### Raw records:
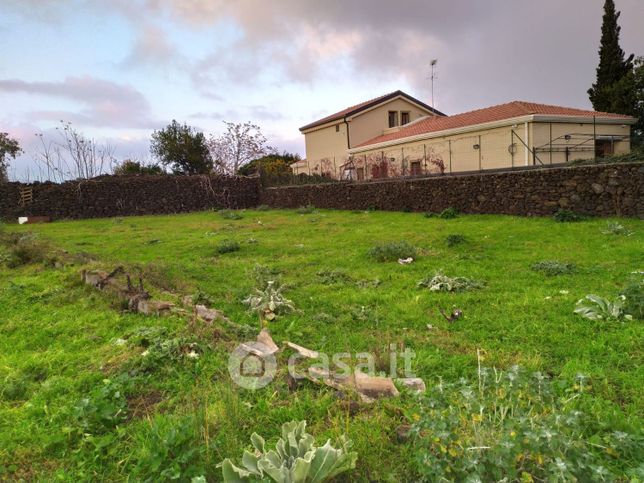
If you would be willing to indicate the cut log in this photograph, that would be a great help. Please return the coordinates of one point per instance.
(153, 307)
(414, 384)
(264, 337)
(303, 351)
(209, 315)
(375, 387)
(29, 220)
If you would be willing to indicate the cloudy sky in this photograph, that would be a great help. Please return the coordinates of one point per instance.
(118, 69)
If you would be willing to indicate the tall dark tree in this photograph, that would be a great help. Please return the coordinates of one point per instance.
(9, 148)
(182, 148)
(610, 92)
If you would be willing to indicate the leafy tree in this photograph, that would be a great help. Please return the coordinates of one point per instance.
(638, 89)
(238, 146)
(132, 168)
(182, 148)
(612, 90)
(274, 164)
(9, 148)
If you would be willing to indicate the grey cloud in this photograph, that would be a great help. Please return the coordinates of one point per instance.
(104, 103)
(153, 48)
(489, 51)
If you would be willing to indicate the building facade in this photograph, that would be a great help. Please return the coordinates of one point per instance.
(504, 136)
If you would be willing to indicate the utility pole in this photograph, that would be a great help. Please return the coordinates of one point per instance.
(433, 76)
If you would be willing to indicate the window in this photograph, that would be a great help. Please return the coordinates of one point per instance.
(603, 147)
(393, 118)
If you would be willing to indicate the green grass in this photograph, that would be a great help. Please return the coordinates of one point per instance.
(58, 337)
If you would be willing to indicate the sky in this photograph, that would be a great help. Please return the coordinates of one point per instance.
(119, 69)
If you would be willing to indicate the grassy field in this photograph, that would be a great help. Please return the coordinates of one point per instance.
(64, 366)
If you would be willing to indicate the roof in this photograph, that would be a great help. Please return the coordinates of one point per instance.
(363, 106)
(489, 114)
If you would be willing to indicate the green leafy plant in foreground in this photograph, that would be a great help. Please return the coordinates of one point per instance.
(634, 299)
(517, 426)
(172, 451)
(551, 268)
(443, 283)
(295, 459)
(103, 409)
(389, 252)
(594, 307)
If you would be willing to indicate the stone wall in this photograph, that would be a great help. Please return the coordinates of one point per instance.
(128, 195)
(601, 190)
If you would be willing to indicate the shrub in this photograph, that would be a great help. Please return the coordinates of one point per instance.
(448, 214)
(614, 228)
(296, 459)
(594, 307)
(202, 298)
(388, 252)
(268, 303)
(227, 246)
(306, 210)
(516, 426)
(161, 349)
(443, 283)
(553, 267)
(230, 215)
(453, 240)
(567, 216)
(634, 299)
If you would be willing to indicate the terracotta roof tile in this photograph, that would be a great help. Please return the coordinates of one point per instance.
(488, 114)
(365, 105)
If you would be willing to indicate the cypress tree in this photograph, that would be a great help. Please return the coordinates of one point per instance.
(612, 68)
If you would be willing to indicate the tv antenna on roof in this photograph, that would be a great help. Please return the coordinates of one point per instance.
(433, 76)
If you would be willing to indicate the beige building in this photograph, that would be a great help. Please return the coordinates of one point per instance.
(328, 140)
(508, 135)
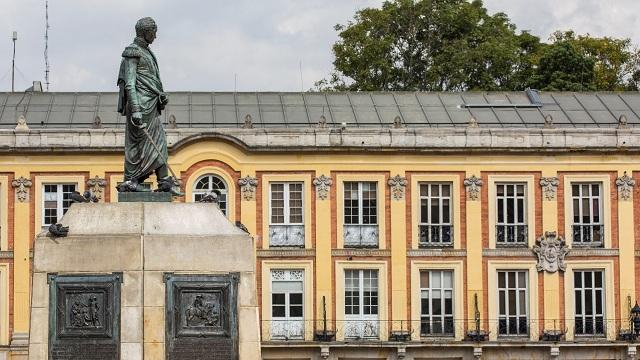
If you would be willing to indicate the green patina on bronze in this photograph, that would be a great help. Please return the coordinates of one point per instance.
(141, 100)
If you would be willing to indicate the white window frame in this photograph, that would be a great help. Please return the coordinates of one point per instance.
(287, 327)
(517, 227)
(442, 290)
(361, 326)
(60, 209)
(441, 224)
(580, 197)
(195, 192)
(581, 296)
(505, 290)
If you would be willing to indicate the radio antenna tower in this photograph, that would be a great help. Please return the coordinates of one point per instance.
(46, 44)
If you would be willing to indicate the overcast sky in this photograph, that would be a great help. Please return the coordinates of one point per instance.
(202, 45)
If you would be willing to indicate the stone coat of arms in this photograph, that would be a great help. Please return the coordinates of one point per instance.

### Exercise instructions:
Exclude the pictures. Write out the remaining data exactly.

### Response to the task:
If you would be willing to indicate the cut log in this photograph, that would be a great help. Please return the coordinates of one point per instance.
(153, 307)
(414, 384)
(264, 337)
(303, 351)
(209, 315)
(375, 387)
(29, 220)
If you would be willing to indicate the cloudy sky in this photograph, that would be a great help. Please return the coordinates of one point per instance.
(118, 69)
If you would be willing to indicate the tall dark tree in this photograph, that would be a great help. Please return the coordinates of one point per instance.
(9, 148)
(182, 148)
(610, 92)
If you would be willing to indicate the leafy tree in this photograph, that would be a great help. Please return the coordinates of one point per instance.
(638, 89)
(238, 146)
(132, 168)
(182, 148)
(612, 90)
(274, 164)
(9, 148)
If you would be willing to indicate the grey cloud in this photograph, that would be a great help. Please return the coordinates of one point per instance.
(104, 103)
(153, 48)
(489, 51)
If you would be willing to indicate the building facade in this photograph, that would be a great help. Please return the coordinates of one point per instance.
(504, 136)
If you would be willing to indicate the utility pole in this photograph, that would be a great help. Please return the coordinates of one point per instance.
(433, 76)
If you would be willing to indicate the window in this photograph, that would be a great help. Please return the coordinates of one point per instance.
(603, 147)
(393, 118)
If you would be willing to indicate the green grass in this photograph, that would be a great help. Please return the coordinates of one point per instance.
(58, 337)
If you would be willing to indicate the sky in this photograph, that would be a great help. Please return the coordinates of one point per instance.
(119, 69)
If you would be willing to indicate the grassy field in this photograph, that would be a great help. Please return the coordinates of one point per instance.
(64, 366)
If you would be willing to indicate the roof in this photograph, that would be a great help. Please return the coordinates of one point per instance.
(363, 106)
(489, 114)
If you would be willing to indicate the green leafy plant in foreground in this photograph, that would be a great help. Please return the coordinates of one point per instance.
(634, 299)
(517, 426)
(172, 451)
(551, 268)
(443, 283)
(295, 459)
(103, 409)
(389, 252)
(594, 307)
If you would be willing to indicate the stone wall in this photograph, that would be a great help. Please return the coordinates of one point per instance.
(128, 195)
(601, 190)
If you would be willing to indicate the shrub in this photograph, that would be a great help. Please return the coordinates of one point per instance.
(448, 214)
(614, 228)
(296, 459)
(594, 307)
(202, 298)
(388, 252)
(268, 303)
(227, 246)
(306, 210)
(516, 426)
(161, 349)
(443, 283)
(553, 267)
(230, 215)
(453, 240)
(567, 216)
(634, 299)
If you would be willing to indicate the terracotta roof tile in this photograph, that would be a great help. Please return the coordinates of one point per instance.
(488, 114)
(365, 105)
If you would be willing to indicate the cypress tree in this photograph, that would be a great help. Please return the coordinates of one point per instance.
(612, 68)
If you would be willing to indicate the tv antenna on roof in this photograph, that would be a great help. Please return the coordinates of one point per instance.
(433, 76)
If you would be willing to indicate the beige building in this photograph, that would be a great help. Please return the coordinates of one point per instance.
(328, 140)
(508, 135)
If you would be willing to indicate the green patina on bronze in this photograph, that would be a great help. Please return the coordinates of one point per instance.
(141, 100)
If you would be willing to indicate the white window frame in this photograph, that would be a great help. Please return the coordinates of one point per instance.
(287, 327)
(517, 227)
(442, 290)
(361, 326)
(60, 209)
(441, 224)
(580, 197)
(195, 192)
(581, 296)
(505, 290)
If you would be willing to indicate the radio antenna tower in this photograph, that would be a great help. Please return the coordinates of one point per instance.
(46, 44)
If you would be willing to indicate the overcast sky in this photograph, that would be a great help. Please return the coordinates of one point per instance.
(202, 45)
If you would be willing to indicate the stone coat of arms in this photograph, that would be a great help. Please return the coordinates of one point per instance.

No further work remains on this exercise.